§ INFORMATION SHOWN:

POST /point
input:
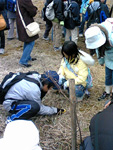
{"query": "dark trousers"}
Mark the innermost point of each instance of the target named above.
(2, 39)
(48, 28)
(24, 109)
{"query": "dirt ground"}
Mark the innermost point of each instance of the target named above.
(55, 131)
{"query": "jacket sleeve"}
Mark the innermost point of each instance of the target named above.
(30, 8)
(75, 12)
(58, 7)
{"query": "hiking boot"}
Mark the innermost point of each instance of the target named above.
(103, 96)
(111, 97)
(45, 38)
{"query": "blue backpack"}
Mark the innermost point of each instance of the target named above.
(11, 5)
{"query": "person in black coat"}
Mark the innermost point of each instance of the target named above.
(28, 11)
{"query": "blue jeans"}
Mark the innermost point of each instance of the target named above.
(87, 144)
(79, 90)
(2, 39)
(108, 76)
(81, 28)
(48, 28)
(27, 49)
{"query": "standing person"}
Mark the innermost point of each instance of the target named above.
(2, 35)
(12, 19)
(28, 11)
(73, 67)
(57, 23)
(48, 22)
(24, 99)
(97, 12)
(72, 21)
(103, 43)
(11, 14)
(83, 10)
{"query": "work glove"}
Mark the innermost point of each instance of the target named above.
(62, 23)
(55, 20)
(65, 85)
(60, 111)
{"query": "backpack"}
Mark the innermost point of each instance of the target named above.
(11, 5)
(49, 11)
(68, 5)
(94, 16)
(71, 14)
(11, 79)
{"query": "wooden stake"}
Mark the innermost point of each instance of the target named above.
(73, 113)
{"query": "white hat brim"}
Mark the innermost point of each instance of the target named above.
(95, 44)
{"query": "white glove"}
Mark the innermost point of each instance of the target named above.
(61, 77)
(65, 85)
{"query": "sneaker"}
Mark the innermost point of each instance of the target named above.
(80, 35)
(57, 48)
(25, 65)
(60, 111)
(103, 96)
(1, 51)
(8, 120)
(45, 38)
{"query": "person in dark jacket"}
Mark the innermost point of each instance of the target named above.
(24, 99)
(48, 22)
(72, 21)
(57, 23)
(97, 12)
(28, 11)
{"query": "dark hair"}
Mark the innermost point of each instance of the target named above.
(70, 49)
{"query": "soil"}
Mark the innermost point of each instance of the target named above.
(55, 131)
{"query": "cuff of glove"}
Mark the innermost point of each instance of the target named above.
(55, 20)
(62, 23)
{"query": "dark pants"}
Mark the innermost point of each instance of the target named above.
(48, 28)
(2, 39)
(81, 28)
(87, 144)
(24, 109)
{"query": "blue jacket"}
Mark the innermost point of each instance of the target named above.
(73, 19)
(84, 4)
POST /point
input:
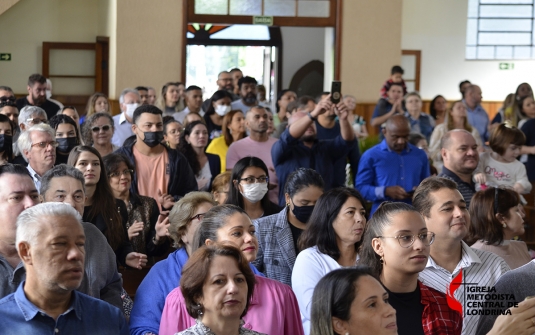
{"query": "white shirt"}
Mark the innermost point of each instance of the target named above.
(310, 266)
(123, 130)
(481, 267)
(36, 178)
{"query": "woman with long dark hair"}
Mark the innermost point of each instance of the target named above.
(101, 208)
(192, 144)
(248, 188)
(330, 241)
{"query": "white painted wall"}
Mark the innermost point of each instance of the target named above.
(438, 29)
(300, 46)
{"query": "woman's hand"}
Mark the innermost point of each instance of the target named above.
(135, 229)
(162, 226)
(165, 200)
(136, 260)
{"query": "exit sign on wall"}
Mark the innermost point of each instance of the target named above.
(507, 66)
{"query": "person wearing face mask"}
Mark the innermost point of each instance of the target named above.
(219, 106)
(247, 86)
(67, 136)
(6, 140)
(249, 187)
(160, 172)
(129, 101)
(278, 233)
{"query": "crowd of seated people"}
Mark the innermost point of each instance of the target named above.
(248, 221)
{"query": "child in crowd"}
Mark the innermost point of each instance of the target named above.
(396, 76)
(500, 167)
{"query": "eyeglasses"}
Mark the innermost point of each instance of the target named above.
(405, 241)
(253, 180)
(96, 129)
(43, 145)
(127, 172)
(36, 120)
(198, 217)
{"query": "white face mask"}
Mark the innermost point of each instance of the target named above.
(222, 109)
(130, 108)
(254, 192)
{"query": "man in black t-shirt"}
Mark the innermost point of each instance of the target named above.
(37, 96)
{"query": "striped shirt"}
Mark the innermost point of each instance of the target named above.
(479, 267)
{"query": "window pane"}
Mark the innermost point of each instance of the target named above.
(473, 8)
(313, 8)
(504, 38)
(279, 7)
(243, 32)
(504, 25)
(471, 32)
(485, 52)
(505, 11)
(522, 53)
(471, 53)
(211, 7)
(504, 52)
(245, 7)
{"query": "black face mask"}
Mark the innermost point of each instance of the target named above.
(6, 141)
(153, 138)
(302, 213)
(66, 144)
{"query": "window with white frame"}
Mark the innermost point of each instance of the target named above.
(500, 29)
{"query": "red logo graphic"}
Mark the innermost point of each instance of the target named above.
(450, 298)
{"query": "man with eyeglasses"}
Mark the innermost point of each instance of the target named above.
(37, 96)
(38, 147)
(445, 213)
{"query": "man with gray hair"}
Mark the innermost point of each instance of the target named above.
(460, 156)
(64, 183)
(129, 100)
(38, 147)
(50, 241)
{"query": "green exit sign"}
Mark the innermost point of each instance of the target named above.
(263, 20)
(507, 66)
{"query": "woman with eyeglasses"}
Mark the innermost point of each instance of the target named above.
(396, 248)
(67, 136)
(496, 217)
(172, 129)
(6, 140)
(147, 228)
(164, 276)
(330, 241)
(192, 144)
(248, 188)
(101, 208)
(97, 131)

§ WORK REQUEST: Pictures stay out of this copy; write out the entries above exactly.

§ ANSWER SPACE:
POST /point
input:
{"query": "dark trousers"}
Mark the innermost point of each instance of the target named above.
(2, 39)
(48, 28)
(24, 109)
{"query": "dirt ground"}
Mark the innermost point of each instance of the target named above.
(55, 131)
{"query": "jacket sleeve"}
Mark the innermost point of each instance of the target named above.
(30, 8)
(75, 12)
(58, 7)
{"query": "hiking boot"}
Mark the innermost point of each instance of the target named above.
(103, 96)
(111, 97)
(45, 38)
{"query": "blue backpack"}
Mark the innermost point of each instance of the target named above.
(11, 5)
{"query": "person in black coat"}
Mark the innermost point of each instance of the target named above.
(28, 11)
{"query": "blue jeans"}
Mark the innermost point of each instance of the target named above.
(87, 144)
(79, 90)
(2, 39)
(108, 76)
(81, 28)
(48, 28)
(27, 49)
{"query": "standing person"}
Mark the innermost point of each instance of the target named above.
(2, 35)
(12, 19)
(28, 11)
(73, 67)
(57, 23)
(48, 22)
(24, 99)
(97, 12)
(72, 21)
(103, 43)
(11, 14)
(83, 10)
{"query": "work glove"}
Mark the innermost point of each instance of the target named above.
(62, 23)
(55, 20)
(65, 85)
(60, 111)
{"query": "backpack"}
Mark the innermost point of each instance of the target named above.
(11, 5)
(49, 11)
(68, 5)
(94, 16)
(71, 14)
(11, 79)
{"query": "wooden stake"}
Mark the innermost point of each instance of the target named above.
(73, 113)
{"query": "white hat brim"}
Mark the innermost point of each instance of the target named above.
(95, 44)
{"query": "white glove"}
Mark the innermost point of each instance of the target named above.
(61, 77)
(65, 85)
{"query": "sneaker"}
Mark the innermost point of each instance of the target named above.
(80, 35)
(57, 48)
(25, 65)
(60, 111)
(103, 96)
(1, 51)
(8, 120)
(45, 38)
{"query": "person in dark jacket"}
Mark the innermost point of each instance of the target named above.
(24, 99)
(48, 22)
(72, 21)
(57, 23)
(97, 12)
(28, 11)
{"query": "dark hair"}
Mark the innermost point of each instance of the target named above.
(70, 49)
{"query": "soil"}
Mark the innermost point of each instance of the target named above.
(55, 131)
{"query": "cuff of glove"}
Mark the innermost point of each instance of the target named above.
(55, 20)
(62, 23)
{"query": "dark pants"}
Mark the innermost point of each instance of the target named above.
(48, 28)
(2, 39)
(81, 28)
(87, 144)
(24, 109)
{"query": "blue jacket"}
Mark the innermost point of each instance of the target named above.
(73, 19)
(84, 4)
POST /point
input:
{"query": "white shirt"}
Mark the innermost point of each instance of the target named above.
(310, 266)
(123, 130)
(481, 267)
(36, 178)
{"query": "woman with long dark hair"}
Mark the innermost point of each instance of the target named above.
(101, 208)
(192, 144)
(248, 188)
(330, 241)
{"query": "white painted wall"}
Mark the innermost point of each instance of the target named above.
(438, 29)
(300, 46)
{"query": "woman's hand"}
Mark the innermost point of each instance of the target named above.
(135, 229)
(162, 226)
(165, 200)
(136, 260)
{"query": "exit sign on wall"}
Mark the innermost point of each instance of the target named above.
(507, 66)
{"query": "person wearing face mask"}
Mark the innermost point of each instance of the target named above.
(219, 106)
(247, 86)
(67, 136)
(6, 140)
(249, 187)
(160, 172)
(129, 101)
(278, 233)
{"query": "crowd of seated people"}
Mark the innermost point of each instance of the target named above.
(248, 221)
{"query": "child in crowd"}
Mark the innermost point of each instance of the target named above.
(396, 76)
(500, 167)
{"query": "eyeglasses"}
Mark the innermost point of each instance of the target named above.
(405, 241)
(253, 180)
(96, 129)
(43, 145)
(127, 172)
(36, 120)
(198, 217)
{"query": "white face mask"}
Mark the innermost point of each instance of the target named above.
(222, 109)
(130, 108)
(254, 192)
{"query": "man in black t-shirt"}
Mark the innermost point of each instance of the target named above.
(37, 96)
{"query": "striped shirt"}
Mark the innermost point of each instance of the target named above.
(479, 267)
{"query": "window pane"}
Mark the innermost point of each instance of the target named above.
(473, 8)
(313, 8)
(504, 38)
(279, 7)
(243, 32)
(504, 25)
(471, 32)
(485, 52)
(505, 11)
(522, 53)
(471, 53)
(211, 7)
(504, 52)
(245, 7)
{"query": "black face mask"}
Mark the innermost point of each instance of the target named above.
(6, 141)
(153, 138)
(302, 213)
(66, 144)
{"query": "window with white frame"}
Mark the innermost point of each instance of the target named above.
(500, 29)
{"query": "red logo graphic"}
Mark the innermost point of each instance of the target named above.
(450, 298)
{"query": "man with eyeglasses"}
Mark the innermost point of each instance of the target named above.
(37, 96)
(38, 147)
(445, 213)
{"query": "man with gray hair"}
Mark the innermost point of each instance of the target named above.
(460, 156)
(64, 183)
(129, 100)
(38, 147)
(50, 241)
{"query": "green exit sign"}
Mark the innermost point of each instance of the target named above.
(263, 20)
(507, 66)
{"query": "woman with eyeglasses"}
Mark the innermost point of each instance of the target named above.
(396, 248)
(67, 136)
(496, 217)
(172, 129)
(6, 140)
(147, 228)
(164, 276)
(330, 241)
(192, 144)
(248, 188)
(101, 208)
(97, 131)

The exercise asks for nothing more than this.